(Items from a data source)
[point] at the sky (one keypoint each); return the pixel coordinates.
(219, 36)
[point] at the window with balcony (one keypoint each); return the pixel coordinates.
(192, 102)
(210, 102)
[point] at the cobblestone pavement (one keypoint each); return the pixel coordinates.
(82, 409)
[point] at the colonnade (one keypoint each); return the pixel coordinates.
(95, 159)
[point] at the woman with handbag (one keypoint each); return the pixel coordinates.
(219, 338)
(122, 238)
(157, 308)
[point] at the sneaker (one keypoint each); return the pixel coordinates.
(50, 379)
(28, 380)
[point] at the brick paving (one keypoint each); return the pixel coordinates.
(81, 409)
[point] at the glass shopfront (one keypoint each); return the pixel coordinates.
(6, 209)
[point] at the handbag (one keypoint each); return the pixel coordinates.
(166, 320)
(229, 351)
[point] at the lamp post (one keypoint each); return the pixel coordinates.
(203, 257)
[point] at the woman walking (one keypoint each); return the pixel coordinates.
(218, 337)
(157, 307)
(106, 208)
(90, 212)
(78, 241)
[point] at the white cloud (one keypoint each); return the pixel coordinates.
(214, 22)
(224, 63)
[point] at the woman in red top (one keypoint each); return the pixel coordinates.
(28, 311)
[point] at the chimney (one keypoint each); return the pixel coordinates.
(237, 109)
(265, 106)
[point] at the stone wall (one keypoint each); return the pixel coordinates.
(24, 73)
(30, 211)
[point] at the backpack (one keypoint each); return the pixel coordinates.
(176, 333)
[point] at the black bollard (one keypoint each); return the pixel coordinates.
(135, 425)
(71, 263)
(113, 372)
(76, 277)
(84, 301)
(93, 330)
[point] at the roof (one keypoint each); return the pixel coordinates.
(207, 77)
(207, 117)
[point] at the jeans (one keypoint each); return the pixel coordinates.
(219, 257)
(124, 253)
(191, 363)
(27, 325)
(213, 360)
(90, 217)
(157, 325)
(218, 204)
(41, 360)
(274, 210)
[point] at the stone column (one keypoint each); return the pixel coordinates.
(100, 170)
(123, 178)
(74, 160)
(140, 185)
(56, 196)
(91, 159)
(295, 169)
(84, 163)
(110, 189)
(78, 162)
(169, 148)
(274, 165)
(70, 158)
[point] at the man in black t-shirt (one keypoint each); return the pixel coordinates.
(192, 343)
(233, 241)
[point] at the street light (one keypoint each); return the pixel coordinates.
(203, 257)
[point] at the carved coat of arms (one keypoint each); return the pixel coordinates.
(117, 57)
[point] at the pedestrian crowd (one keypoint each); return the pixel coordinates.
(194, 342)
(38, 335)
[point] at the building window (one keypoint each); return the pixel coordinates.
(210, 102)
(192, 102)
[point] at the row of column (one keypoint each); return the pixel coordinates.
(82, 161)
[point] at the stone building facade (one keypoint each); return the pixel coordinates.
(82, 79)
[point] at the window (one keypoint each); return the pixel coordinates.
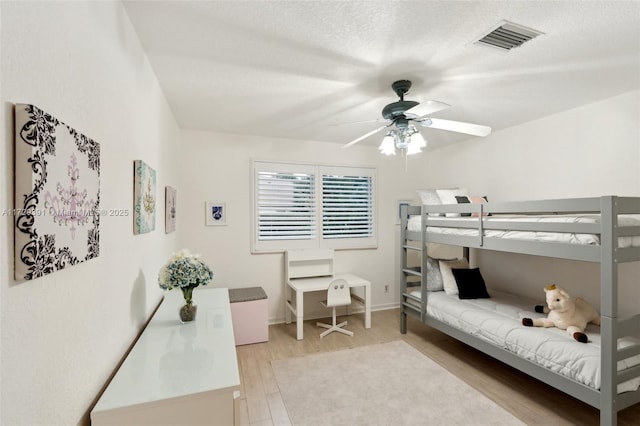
(312, 206)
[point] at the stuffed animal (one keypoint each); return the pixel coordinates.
(565, 313)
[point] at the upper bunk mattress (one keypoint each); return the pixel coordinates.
(498, 320)
(414, 224)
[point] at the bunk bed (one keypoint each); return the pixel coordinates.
(604, 230)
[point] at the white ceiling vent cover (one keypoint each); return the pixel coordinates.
(508, 35)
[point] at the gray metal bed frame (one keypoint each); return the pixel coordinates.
(608, 254)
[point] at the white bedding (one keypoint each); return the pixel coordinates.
(498, 320)
(414, 224)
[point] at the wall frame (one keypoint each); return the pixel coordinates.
(144, 198)
(169, 209)
(215, 213)
(57, 194)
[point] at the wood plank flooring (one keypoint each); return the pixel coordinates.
(532, 401)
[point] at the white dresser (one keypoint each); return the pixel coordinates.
(177, 374)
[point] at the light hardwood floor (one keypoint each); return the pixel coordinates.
(532, 401)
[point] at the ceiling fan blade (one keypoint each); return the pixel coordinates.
(426, 108)
(460, 127)
(373, 132)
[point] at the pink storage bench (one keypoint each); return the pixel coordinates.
(249, 313)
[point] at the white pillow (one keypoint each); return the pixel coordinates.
(448, 280)
(448, 196)
(429, 197)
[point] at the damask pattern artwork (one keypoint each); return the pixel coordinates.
(57, 194)
(144, 198)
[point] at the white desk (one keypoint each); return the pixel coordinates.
(177, 373)
(303, 285)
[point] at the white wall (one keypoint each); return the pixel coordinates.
(63, 334)
(219, 169)
(590, 151)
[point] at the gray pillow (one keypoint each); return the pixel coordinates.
(434, 277)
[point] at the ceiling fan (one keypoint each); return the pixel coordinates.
(403, 116)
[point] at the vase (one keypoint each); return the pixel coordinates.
(188, 312)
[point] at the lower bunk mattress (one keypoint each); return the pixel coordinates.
(498, 320)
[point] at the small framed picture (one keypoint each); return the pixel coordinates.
(399, 204)
(215, 213)
(169, 209)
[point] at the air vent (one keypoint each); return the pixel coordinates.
(508, 36)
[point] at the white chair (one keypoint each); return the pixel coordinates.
(338, 294)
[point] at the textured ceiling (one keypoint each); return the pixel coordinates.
(295, 69)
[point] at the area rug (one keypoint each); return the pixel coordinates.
(383, 384)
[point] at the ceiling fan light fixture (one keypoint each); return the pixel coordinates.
(387, 147)
(416, 144)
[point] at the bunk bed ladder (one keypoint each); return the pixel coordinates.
(409, 304)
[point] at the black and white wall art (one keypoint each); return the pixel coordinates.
(57, 194)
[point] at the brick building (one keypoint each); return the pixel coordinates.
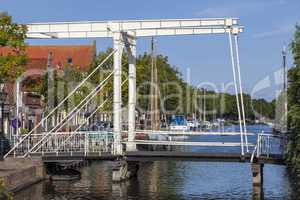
(31, 104)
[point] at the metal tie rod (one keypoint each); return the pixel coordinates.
(88, 98)
(86, 120)
(71, 93)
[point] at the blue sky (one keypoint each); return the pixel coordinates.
(269, 25)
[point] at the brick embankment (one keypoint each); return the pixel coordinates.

◆ Work required
Output the data exactly as it is, with the pictures dropped.

◆ Written response
[point] at the sky (one keypoint each); return the pixel coordinates.
(219, 36)
[point] at the window with balcony (one keypoint each); return the pixel coordinates.
(192, 102)
(210, 102)
[point] at the cobblestone pavement (one keypoint each); return the pixel coordinates.
(82, 409)
[point] at the colonnade (one keypoint each); return the pixel coordinates.
(95, 159)
[point] at the woman with handbag (one keypoint each); return the pixel coordinates.
(219, 338)
(122, 238)
(157, 308)
[point] at the sneaker (one keypoint each); return the pixel coordinates.
(50, 379)
(28, 380)
[point] at the brick paving (one keypoint each); return the pixel coordinates.
(81, 409)
[point] at the glass shopfront (one keypoint each); return the pixel coordinates.
(6, 209)
[point] at the handbag (one keypoint each); return the pixel coordinates.
(166, 320)
(229, 351)
[point] at the lamp post (one keypoint each); return the pixel coordinates.
(203, 257)
[point] at the woman walking (one keypoint each); return the pixel coordinates.
(218, 337)
(157, 307)
(106, 208)
(90, 212)
(78, 241)
[point] at the white cloud (one keypoint each); return the pixel coordinates.
(214, 22)
(224, 63)
[point] at the woman in red top (one keypoint each); return the pixel coordinates.
(28, 311)
[point] at the chimney (one keypoint each); return the pixel coordinates.
(237, 109)
(265, 106)
[point] at the stone wall (one keypoint each); return the pixel coordinates.
(24, 73)
(30, 211)
[point] at the backpack (one keypoint each); return the pixel coordinates.
(176, 333)
[point] at the black bollard (one keypoint each); return the pixel coordinates.
(135, 425)
(71, 263)
(113, 372)
(76, 277)
(84, 301)
(93, 330)
[point] at the roof (one keypoint each); return the pixel coordinates.
(207, 77)
(207, 117)
[point] at the jeans (one keypoint each); return the pixel coordinates.
(219, 257)
(124, 253)
(191, 363)
(27, 325)
(213, 360)
(90, 217)
(157, 325)
(218, 204)
(41, 360)
(274, 210)
[point] at the stone column (one keypoint each); return the pixel coordinates.
(100, 170)
(123, 178)
(74, 160)
(140, 185)
(56, 196)
(91, 159)
(295, 169)
(84, 163)
(110, 189)
(78, 162)
(169, 148)
(274, 165)
(70, 158)
[point] at the man in black t-shirt (one keypoint each); return the pixel coordinates.
(192, 343)
(233, 241)
[point] at the street light (one keypoint each); return the pixel coordinates.
(203, 257)
[point] at the carved coat of arms (one keypoint each); return the pixel coordinates.
(117, 57)
[point] at the pedestrian crowd (one keypoint each); return the pixel coordinates.
(194, 342)
(38, 335)
[point] at the building window (one keypoint each); return the pixel coordinates.
(210, 102)
(192, 102)
[point] at the row of column (one keypoint each); return the pixel coordinates.
(82, 161)
[point] at the stone building facade (one keypoint each); return the pixel coordinates.
(82, 79)
[point] at the window (one keypoint each); return the pixel coordinates.
(312, 206)
[point] at the stuffed animal (one keypoint each); return the pixel coordinates.
(565, 313)
[point] at the upper bunk mattress (one keypoint each); return the pixel coordinates.
(498, 320)
(414, 224)
[point] at the bunk bed (one keypoint each); return the pixel coordinates.
(604, 230)
[point] at the white ceiling vent cover (one keypoint each); return the pixel coordinates.
(508, 35)
[point] at the gray metal bed frame (one keypoint each); return the pixel coordinates.
(608, 254)
[point] at the white bedding (one keypoint each); return the pixel coordinates.
(498, 320)
(414, 224)
[point] at the wall frame (one keypoint each); return the pixel coordinates.
(144, 198)
(169, 209)
(215, 213)
(57, 194)
[point] at the wood plank flooring (one keypoint each); return the pixel coordinates.
(532, 401)
[point] at the white dresser (one keypoint each); return the pixel coordinates.
(177, 374)
[point] at the light hardwood floor (one keypoint each); return the pixel coordinates.
(532, 401)
[point] at the ceiling fan blade (one keypoint each); return the pixel coordinates.
(426, 108)
(460, 127)
(373, 132)
[point] at the pink storage bench (one keypoint each); return the pixel coordinates.
(249, 313)
[point] at the white pillow (one keypoint each); return the pixel coordinates.
(448, 280)
(448, 196)
(429, 197)
[point] at the damask pattern artwork (one keypoint each); return the pixel coordinates.
(57, 194)
(144, 198)
[point] at the white desk (one keypoint each); return the pixel coordinates.
(177, 373)
(303, 285)
[point] at the white wall (one keypoint each); return the pixel coordinates.
(63, 334)
(219, 169)
(590, 151)
[point] at the gray pillow (one keypoint each); return the pixel coordinates.
(434, 277)
[point] at the ceiling fan (one keypoint each); return the pixel coordinates.
(403, 116)
[point] at the vase (one keypoint each); return the pixel coordinates.
(188, 312)
[point] at the lower bunk mattress (one keypoint each); return the pixel coordinates.
(498, 320)
[point] at the small framed picture (one keypoint each); return the pixel coordinates.
(399, 204)
(215, 213)
(169, 209)
[point] at the air vent (one keypoint each); return the pixel coordinates.
(508, 36)
[point] at the white chair (one keypoint each); return the pixel coordinates.
(338, 294)
[point] at the textured ceiling (one keypoint each); return the pixel coordinates.
(295, 69)
[point] at the area rug (one keypoint each); return the pixel coordinates.
(383, 384)
[point] at the ceiling fan light fixture (one keypoint each); return the pixel coordinates.
(387, 147)
(416, 144)
[point] at the bunk bed ladder (one keypoint each); return the pixel coordinates.
(409, 304)
[point] at the black and white wall art (one keypoint each); return the pixel coordinates.
(57, 194)
[point] at the brick building (one keypoint each); return the pixel coordinates.
(31, 104)
[point] at the metal tie rod (one keypoint each); return the pixel coordinates.
(88, 98)
(86, 120)
(71, 93)
[point] at the blue sky (one keypoint each); return the pixel coordinates.
(269, 25)
[point] at the brick embankment (one keypoint each); return the pixel coordinates.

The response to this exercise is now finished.